[START OF PROVIDED PASSAGE]

Part 4: How China Undermines Democracy

1564122164-5d3a9c3475c0b.png

As we saw in our last chapter, principleless and money grubbing Western “academics” take as much Chinese cash and students as they can get their hands on. Some of the money comes in the form of Confucius Institutes, propaganda centers run by the Chinese Communist Party, which have sprouted up at more than 500 college campuses worldwide.

The first Confucius Institute opened in South Korea in 2004. They quickly spread to Japan, Australia, Canada and Europe. More than 100 are in the United States. Britain has 29, second-largest number in the world after the United States. Australia has 14 and Canada has 12.

They’ve also been allowed to penetrate primary and secondary schools; there are 1,193 Confucius Classrooms and 5,665 other “teaching sites.” There are 47,000 full-and part-time teachers deployed from China teaching 1.86 million students in 154 countries.

How important are Confucius Institutes to Beijing? Very.

Very important, indeed.

Very important, indeed.

They’re overseen by a branch of the Chinese Ministry of Education known as Hanban. Hanban is currently chaired by Sun Chunlan, Vice-Premier of China, Politburo member and former head of the Communist Party’s principal propaganda outfit. That makes her the number three person in the People’s Republic. Representatives from 12 top state agencies—including the Ministry of Foreign Affairs and the State Press and Publishing Administration, a propaganda bureau—sit on Hanban’s executive council. Its director general is on the Chinese state council, the 35-member board that basically runs the country.

President Hu Jintao, Xi Jinping’s predecessor, endorsed the institutes as a way, “to cultivate and prepare an ‘army’ of people to make sure the CCP will be in power in the future … and increase our CCP influence around the world.”

Confucius Institutes are directly controlled, funded and staffed by Hanban, as part of a broader propaganda initiative that the Chinese government pumps an estimated $10 billion into a year.

What is China’s goal? To control discussion of three topics on campuses beginning with “T” — Tienanmen, Tibet and Taiwan.

[END OF PROVIDED PASSAGE]
[START OF DATASET RECORDS]

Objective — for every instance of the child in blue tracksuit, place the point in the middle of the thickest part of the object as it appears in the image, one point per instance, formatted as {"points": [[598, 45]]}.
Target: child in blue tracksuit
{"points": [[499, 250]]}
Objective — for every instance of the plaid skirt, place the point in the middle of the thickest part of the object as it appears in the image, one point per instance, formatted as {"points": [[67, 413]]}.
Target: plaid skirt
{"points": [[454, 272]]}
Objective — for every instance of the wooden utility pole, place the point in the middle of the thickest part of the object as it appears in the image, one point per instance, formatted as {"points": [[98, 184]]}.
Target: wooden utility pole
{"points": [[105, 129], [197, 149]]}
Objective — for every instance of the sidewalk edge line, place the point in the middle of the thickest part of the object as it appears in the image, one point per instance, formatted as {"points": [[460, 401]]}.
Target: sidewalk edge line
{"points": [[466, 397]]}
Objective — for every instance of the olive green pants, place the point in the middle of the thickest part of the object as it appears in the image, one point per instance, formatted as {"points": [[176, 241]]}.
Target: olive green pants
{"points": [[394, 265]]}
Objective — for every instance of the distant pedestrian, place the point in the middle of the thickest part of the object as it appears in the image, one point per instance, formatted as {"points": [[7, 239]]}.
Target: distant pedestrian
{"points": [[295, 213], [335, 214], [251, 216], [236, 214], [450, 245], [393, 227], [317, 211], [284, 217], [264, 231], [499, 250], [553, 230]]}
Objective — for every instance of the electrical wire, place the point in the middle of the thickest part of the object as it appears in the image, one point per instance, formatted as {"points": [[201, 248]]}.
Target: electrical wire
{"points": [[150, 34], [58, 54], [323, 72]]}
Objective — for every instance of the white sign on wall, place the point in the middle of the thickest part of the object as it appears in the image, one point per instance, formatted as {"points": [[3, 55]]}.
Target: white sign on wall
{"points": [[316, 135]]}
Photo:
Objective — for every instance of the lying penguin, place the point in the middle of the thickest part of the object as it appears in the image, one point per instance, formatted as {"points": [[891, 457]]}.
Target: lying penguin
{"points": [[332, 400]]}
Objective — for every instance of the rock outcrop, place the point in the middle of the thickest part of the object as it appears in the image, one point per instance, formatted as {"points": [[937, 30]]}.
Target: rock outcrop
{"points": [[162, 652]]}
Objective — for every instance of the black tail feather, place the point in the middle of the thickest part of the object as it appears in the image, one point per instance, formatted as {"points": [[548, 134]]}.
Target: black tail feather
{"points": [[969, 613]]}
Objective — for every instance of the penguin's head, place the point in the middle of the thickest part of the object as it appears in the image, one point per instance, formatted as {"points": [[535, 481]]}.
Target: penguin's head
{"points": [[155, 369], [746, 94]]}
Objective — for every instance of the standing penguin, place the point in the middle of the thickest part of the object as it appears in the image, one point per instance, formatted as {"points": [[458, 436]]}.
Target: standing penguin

[END OF DATASET RECORDS]

**SHORT PROBLEM A:** In the passage on Confucius Institutes, rewrite the stretch from "They’re overseen by" through "runs the country.", swapping "executive council" for "governing council".
**SHORT PROBLEM B:**
Answer these questions from the passage on Confucius Institutes:
(i) In which country and year did the first Confucius Institute open?
(ii) How many Confucius Institutes does Britain have?
(iii) Who currently chairs Hanban?

**TASK RESPONSE A:**
They’re overseen by a branch of the Chinese Ministry of Education known as Hanban. Hanban is currently chaired by Sun Chunlan, Vice-Premier of China, Politburo member and former head of the Communist Party’s principal propaganda outfit. That makes her the number three person in the People’s Republic. Representatives from 12 top state agencies—including the Ministry of Foreign Affairs and the State Press and Publishing Administration, a propaganda bureau—sit on Hanban’s governing council. Its director general is on the Chinese state council, the 35-member board that basically runs the country.

**TASK RESPONSE B:**
(i) South Korea, in 2004.
(ii) 29.
(iii) Sun Chunlan.